[Natural-language object grounding data]
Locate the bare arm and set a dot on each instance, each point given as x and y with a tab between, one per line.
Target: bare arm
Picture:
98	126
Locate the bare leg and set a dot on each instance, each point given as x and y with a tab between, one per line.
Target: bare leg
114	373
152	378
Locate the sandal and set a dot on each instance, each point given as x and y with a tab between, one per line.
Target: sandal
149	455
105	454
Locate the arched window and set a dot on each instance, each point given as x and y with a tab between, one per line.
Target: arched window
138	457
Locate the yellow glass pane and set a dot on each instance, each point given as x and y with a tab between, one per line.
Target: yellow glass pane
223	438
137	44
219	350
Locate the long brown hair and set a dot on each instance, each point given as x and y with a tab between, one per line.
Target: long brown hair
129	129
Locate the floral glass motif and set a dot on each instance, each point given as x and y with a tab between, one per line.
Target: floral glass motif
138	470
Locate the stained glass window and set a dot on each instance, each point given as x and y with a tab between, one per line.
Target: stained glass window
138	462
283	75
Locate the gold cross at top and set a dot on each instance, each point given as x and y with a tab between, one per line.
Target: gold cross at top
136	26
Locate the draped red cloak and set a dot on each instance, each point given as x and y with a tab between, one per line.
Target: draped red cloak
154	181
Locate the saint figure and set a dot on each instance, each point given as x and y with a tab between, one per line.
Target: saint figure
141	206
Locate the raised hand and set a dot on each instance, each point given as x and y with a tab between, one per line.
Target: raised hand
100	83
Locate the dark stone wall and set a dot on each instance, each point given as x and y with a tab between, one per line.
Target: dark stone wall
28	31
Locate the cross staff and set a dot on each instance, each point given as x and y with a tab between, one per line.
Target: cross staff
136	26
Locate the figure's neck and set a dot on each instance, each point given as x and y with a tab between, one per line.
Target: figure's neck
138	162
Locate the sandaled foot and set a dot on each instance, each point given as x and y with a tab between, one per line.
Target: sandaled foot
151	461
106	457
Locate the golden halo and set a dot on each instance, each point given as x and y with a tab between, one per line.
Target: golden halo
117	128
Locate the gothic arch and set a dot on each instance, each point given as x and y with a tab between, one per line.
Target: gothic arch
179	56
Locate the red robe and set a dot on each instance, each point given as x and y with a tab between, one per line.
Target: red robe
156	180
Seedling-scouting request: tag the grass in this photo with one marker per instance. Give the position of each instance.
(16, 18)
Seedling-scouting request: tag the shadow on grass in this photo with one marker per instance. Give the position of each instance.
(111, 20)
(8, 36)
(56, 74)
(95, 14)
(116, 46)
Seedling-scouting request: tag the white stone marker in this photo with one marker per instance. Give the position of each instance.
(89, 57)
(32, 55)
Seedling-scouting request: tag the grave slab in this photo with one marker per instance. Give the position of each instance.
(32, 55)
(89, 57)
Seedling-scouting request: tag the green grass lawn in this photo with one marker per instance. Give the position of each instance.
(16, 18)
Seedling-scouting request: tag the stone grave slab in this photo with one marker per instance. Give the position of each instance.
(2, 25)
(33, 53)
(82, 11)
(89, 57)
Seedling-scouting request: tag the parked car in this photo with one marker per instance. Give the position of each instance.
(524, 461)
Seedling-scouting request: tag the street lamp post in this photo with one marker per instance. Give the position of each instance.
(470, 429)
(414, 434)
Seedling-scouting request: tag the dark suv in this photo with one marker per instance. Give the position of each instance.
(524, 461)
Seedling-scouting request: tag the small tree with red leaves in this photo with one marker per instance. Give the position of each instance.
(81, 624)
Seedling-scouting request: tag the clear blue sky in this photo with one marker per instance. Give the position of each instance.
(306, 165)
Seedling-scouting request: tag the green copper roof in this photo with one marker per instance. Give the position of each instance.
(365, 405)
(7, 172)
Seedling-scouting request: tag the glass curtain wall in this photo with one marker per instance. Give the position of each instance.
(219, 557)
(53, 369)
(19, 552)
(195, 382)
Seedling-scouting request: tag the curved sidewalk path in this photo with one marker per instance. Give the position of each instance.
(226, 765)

• Aim of the task
Here the goal is to repeat each entry exactly.

• Solution to this task
Locate the bare arm and set a dot on each instance, each point given as x and y with a tab between, one per line.
Target: bare arm
Picture:
98	126
Locate the bare leg and set a dot on each instance, each point given as x and y with a tab between, one per line.
Target: bare leg
114	373
152	378
Locate the sandal and set a dot on each instance, each point given as x and y with a tab between, one per line.
Target: sandal
149	455
105	454
Locate the arched window and set a dot on each instance, each point given as x and y with a tab between, one per line.
Target: arched window
138	457
Locate the yellow glass pane and set a dot on each instance, each point given as x and y with a tab between, one per line.
Target: yellow glass pane
223	438
137	44
219	350
Locate the long brown hair and set a dot on each instance, each point given as x and y with a tab between, one per line.
Target: long brown hair
129	129
Locate the floral glass motif and set a dot on each instance, each point given as x and y with a tab between, one per line.
Target: floral glass motif
138	470
Locate the stained glass window and set a dot on each instance, each point given as x and y with a tab between, one per line.
Target: stained glass window
138	462
283	75
Locate the gold cross at top and set a dot on each instance, each point given as x and y with a tab between, one per line.
Target: gold cross at top
136	26
Locate the draped red cloak and set a dot on each instance, each point given as x and y with a tab between, one per line.
Target: draped red cloak
154	181
Locate the saint figure and set a dot on each instance, each point given as x and y with a tab between, one per line.
Target: saint figure
141	206
Locate the raised hand and set a dot on each instance, each point given as x and y with a tab between, one per line.
Target: raised hand
100	83
Locate the dark stone wall and set a dot on each instance, each point given as x and y with a tab between, one per line.
Target: dark stone wall
28	31
Locate the cross staff and set a dot on each instance, each point given as x and y with a tab between, one per line.
Target: cross staff
136	26
Locate the figure's neck and set a dot on each instance, each point given as x and y with a tab between, one per line.
Target: figure's neck
138	162
Locate the sandaled foot and set a dot on each instance, each point given as x and y with a tab between, one per line.
Target: sandaled foot
151	461
106	457
Locate the golden halo and set a dot on each instance, each point given as x and y with a tab between, one per line.
Target: golden halo
117	128
Locate the gothic arch and set a dot on each instance, each point given as x and y with a tab between, one per line.
Target: gothic arch
179	56
Locate the red robe and set a dot on each instance, each point given as x and y with a tab between, one per line.
Target: red robe
156	180
Seedling-scouting request: tag the grass in this photo with one marker per instance. Give the position of each instance.
(16, 18)
Seedling-scouting request: tag the shadow on grass in this photo with one marker per instance. Give the position of each instance.
(111, 20)
(8, 36)
(56, 74)
(95, 14)
(116, 46)
Seedling-scouting request: tag the white stone marker in this photo with one marker per instance. Give the position of each instance.
(89, 57)
(32, 55)
Seedling-scouting request: tag the grave slab in this photo with one marker per instance. Give the position of each instance.
(32, 55)
(89, 57)
Seedling-scouting request: tag the green grass lawn in this photo with one marker per instance. Give the position of each instance.
(16, 18)
Seedling-scouting request: tag the stone grave slab in this photo with one marker per instance. Give the position of each instance.
(2, 25)
(33, 53)
(82, 11)
(89, 57)
Seedling-scouting request: tag the parked car in this photo with one marker per instance. Give the position of each instance.
(524, 461)
Seedling-scouting request: tag the street lamp post in this photo with one marker per instance. Give the position of each instance.
(470, 429)
(414, 434)
Seedling-scouting request: tag the dark suv in this photo with one marker per instance. Give the position of each instance.
(524, 461)
Seedling-scouting request: tag the small tree with red leaves in this photo with one marker per instance. Give the position of each instance.
(81, 624)
Seedling-scouting request: tag the clear blue sky in this photo with one marker per instance. Give the position of each instance.
(306, 165)
Seedling-scouting request: tag the green copper roof in this photo with one marker per instance. Give the position of each instance.
(365, 405)
(7, 172)
Seedling-scouting request: tag the glass curtain wall in this photo with one marker per instance. Give the position of each instance.
(219, 557)
(53, 369)
(19, 552)
(195, 382)
Seedling-scouting request: tag the curved sidewalk path in this photo with one marker per instance. Give the position of each instance.
(226, 765)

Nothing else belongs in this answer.